*Tujuan Latihan:* Teruskan berita tentang Kepala Desa Prambangan yang menjadi tersangka karena menerbitkan surat keterangan palsu, mulai tepat setelah kalimat terakhirnya.

*Kutipan Bacaan:*

☆ ☆ ☆ ☆ ☆

Terbitkan Surat Keterangan Palsu, Seorang Kades di Kebomas Gresik Jadi Tersangka

Terbitkan Surat Keterangan Palsu, Seorang Kades di Kebomas Gresik Jadi Tersangka

TerasJatim.com, Gresik – Gara-gara menerbitkan surat keterangan palsu terkait hak kepemilikan tanah, Feriantono, Kepala Desa Prambangan, Kecamatan Kebomas Kabupaten Gresik, ditetapkan sebagai tersangka oleh penyidik Dit Reskrimum Polda Jatim.

Selain Feriantono, penyidik juga menetapkan status yang sama kepada dua orang warganya, yakni Ayuni dan Sulyono.

Penetapan status tersangka terhadap ketiga orang ini, berdasarkan laporan polisi bernomor: LPB/1241/2016/JTM/Direskrimum, yang dilayangkan Felix Soesanto pada 17 Oktober 2016 lalu. Informasinya, berkas kasus tersebut, saat ini sudah dilimpahkan ke kejaksaan dan tinggal menunggu P-21.

“Sudah tersangka, penyerahan berkas tahap satu sudah dilakukan, tinggal menunggu P-21,” ujar salah satu penyidik Polda Jatim tanpa menerangkan detail kasusnya beberapa hari lalu. “Mereka dikenakan Pasal 263 KUHP tentang pemalsuan keterangan palsu, tapi belum ditahan.”

Sementara Felix, selaku pelapor, saat dikonfirmasi terkait masalah ini, membenarkan kalau dia telah melaporkan ketiga orang tersebut. “Memang benar saya melaporkan Pak Feriantono, selaku Kepala Desa Prambangan, dengan tuduhan membuat surat keterangan palsu, yaitu surat keterangan riwayat tanah, tertanggal 9 Desember 2015,” akunya.

Laporan itu, lanjut dia, menyatakan bahwa ada lahan senilai (sesuai NJOP saat ini) Rp100 ribu permeter milik alamarhum Kaskan dan Ayuni, yang merupakan kakak-adik di Desa Prambangan, telah menjual tanah tersebut.

☆ ☆ ☆ ☆ ☆

*Cuplikan Data:*
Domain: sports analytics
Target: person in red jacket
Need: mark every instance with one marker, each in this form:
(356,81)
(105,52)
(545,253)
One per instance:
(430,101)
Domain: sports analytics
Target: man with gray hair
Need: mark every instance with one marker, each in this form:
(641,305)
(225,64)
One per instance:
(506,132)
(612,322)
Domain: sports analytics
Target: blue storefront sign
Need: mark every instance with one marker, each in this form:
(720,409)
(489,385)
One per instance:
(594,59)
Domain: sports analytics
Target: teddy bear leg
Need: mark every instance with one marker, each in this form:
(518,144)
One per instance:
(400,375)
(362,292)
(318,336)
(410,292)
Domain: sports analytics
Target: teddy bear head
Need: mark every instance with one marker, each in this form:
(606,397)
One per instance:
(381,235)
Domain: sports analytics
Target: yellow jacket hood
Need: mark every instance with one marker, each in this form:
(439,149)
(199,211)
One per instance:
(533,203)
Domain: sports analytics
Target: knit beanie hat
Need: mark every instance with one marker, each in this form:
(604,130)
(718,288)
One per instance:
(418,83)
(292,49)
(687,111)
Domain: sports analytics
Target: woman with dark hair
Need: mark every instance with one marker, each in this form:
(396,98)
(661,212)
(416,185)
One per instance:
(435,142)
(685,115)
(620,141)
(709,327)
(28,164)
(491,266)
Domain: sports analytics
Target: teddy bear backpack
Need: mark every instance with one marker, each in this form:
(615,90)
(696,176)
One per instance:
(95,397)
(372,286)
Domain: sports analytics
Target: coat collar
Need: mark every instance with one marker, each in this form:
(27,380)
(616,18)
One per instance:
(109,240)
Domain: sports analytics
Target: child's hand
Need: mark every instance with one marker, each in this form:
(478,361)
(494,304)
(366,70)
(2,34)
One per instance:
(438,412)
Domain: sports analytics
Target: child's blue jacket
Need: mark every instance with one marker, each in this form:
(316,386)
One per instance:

☆ ☆ ☆ ☆ ☆

*Jawaban:*
“Itu yang saya laporkan. Saya sendiri selaku pemilik tanah, memegang bukti kepemilikan berupa sertifikat hak milik (SHM) 982, seluas kurang lebih tiga hektare yang saya beli lunas dari almarhum Pak Kaskan dan Ibu Ayuni seharga Rp7 miliar,” tegasnya.

Sementara Feriantono, selaku kepala desa, juga pernah memberikan surat keterangan kepada Felix pada bulan Mei 2014. Isi surat keterangan itu menyatakan bahwa Felix adalah pemilik sah tanah sengketa tersebut.

“Jadi dia (Feriantono) pernah memberikan surat keterangan, waktu itu saya minta untuk keperluan mengurus perizinan. Jadi isinya surat keterangan itu bahwa bener saya selaku pemilik tanah dengan bukti kepemilikan SHM seluas ini di desa ini. Jadi dia (kepala desa) sudah tahu kalau saya pemiliknya,” imbuhnya.

Namun anehnya, setahun kemudian, tepatnya di bulan Desember 2015, Feriantono kembali menerbitkan surat keterangan riwayat tanah yang isinya bertentangan dengan yang dia terbitkan di bulan Mei 2014.

“Setelah saya membuat laporan ke polisi, dan akhirnya dari hasil penyelidikan, ditetapkan tersangka si kepala desanya itu. Bersalah. Dari perkembangan penyidikan, menyeret dua tersangka lainnya, yaitu Ibu Ayuni dan Pak Sulyono,” cerita Felix.

Terkait nama Sulyono dalam kasus ini, masih kata Felix, dia itu selaku orang yang meminta kepala desa untuk membuatkan surat yang bermasalah tersebut. “Nah kalau Ibu Ayuni apa kaitannya? Dia yang menggunakan surat bermasalah ini sebagai barang bukti di pengadilan untuk menggugat saya. Jadi tiga orang yang kena (tersangka),” paparnya.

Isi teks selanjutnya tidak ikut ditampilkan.